# Instructions to follow:
Repeat each line of the material word for word.

*****

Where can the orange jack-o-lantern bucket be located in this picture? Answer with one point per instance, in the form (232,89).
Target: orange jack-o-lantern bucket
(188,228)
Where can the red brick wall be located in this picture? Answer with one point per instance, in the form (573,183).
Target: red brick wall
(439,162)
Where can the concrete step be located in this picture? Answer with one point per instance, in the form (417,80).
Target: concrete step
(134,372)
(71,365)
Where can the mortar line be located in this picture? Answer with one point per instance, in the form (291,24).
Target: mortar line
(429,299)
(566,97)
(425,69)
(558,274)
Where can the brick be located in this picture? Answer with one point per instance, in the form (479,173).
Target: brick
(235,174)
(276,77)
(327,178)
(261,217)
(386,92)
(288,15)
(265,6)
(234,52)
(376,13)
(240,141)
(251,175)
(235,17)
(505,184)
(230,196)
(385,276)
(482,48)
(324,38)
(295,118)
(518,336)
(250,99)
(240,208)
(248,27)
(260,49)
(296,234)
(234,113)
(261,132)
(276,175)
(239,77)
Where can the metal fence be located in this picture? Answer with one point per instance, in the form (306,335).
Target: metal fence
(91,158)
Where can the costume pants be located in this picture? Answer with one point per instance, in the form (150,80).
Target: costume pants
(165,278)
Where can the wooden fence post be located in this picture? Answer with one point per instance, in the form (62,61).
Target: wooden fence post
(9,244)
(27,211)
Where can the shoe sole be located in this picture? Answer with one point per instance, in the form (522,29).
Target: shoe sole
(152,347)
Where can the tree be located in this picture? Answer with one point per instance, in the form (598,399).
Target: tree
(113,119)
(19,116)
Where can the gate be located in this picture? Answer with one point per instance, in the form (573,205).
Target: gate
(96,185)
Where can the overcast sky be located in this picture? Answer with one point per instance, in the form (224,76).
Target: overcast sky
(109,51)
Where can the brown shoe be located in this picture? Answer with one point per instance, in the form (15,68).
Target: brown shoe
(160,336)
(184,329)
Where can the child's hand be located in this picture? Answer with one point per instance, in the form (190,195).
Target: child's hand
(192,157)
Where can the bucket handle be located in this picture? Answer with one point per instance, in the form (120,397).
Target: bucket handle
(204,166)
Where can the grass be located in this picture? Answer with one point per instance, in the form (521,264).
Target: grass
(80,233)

*****

# Answer below:
Where can the orange jack-o-lantern bucket be located in this picture? Answer with one point per instance, in the form (232,89).
Target: orange jack-o-lantern bucket
(188,228)
Where can the red brick wall be located in this picture? Answer with one point per instance, in the form (573,183).
Target: red brick wall
(439,162)
Where can the concrete step be located in this picture? Answer with one point per instance, in the form (417,80).
Target: concrete step
(134,372)
(71,365)
Where can the mortar line be located in this picture? Answer with one point per instance, in the form (291,24).
Target: mortar line
(429,299)
(566,97)
(425,69)
(558,274)
Where can the brick be located in this picture? Answer with one point per instance, in the form (479,173).
Target: brick
(235,174)
(276,77)
(327,178)
(261,217)
(386,92)
(288,15)
(265,6)
(234,52)
(376,13)
(240,141)
(251,175)
(235,17)
(505,184)
(230,196)
(385,276)
(482,48)
(324,38)
(295,118)
(518,336)
(250,99)
(240,208)
(248,27)
(260,49)
(296,234)
(234,113)
(261,132)
(276,175)
(239,77)
Where can the metal fence be located in this picture? Answer with one point per instance, in the form (306,335).
Target: metal fence
(91,158)
Where can the costume pants be located in this picture? Answer with one point per instance, in the form (150,80).
Target: costume pants
(165,278)
Where can the wooden fence post be located in this picture? Answer with one point per instance, in the form (62,61).
Target: wooden fence post
(9,244)
(27,211)
Where can the shoe sole be located in this picture? Answer with one point per instance, in the form (522,29).
Target: shoe sole
(152,347)
Where can the tree be located in this picture? Answer with one point per instance, in the form (598,399).
Target: tree
(113,119)
(19,116)
Where can the gate be located in this picture? Answer with one point per instance, in the form (573,205).
Target: gate
(96,185)
Where can the overcast sky be located in this picture? Answer with one point per instance, in the form (224,76).
Target: overcast sky
(109,51)
Where can the brown shoe be located in this picture? Answer with one point per instance, in the form (15,68).
Target: brown shoe
(160,336)
(184,329)
Where can the child's hand be located in this picture? Answer with one point per instance, in the form (190,195).
Target: child's hand
(192,157)
Where can the bucket handle be located in this picture? Answer with one point per instance, in the form (120,397).
Target: bucket handle
(204,166)
Where can the grass be located in this picture? Answer with one point per instance, in the form (521,264).
Target: grass
(80,233)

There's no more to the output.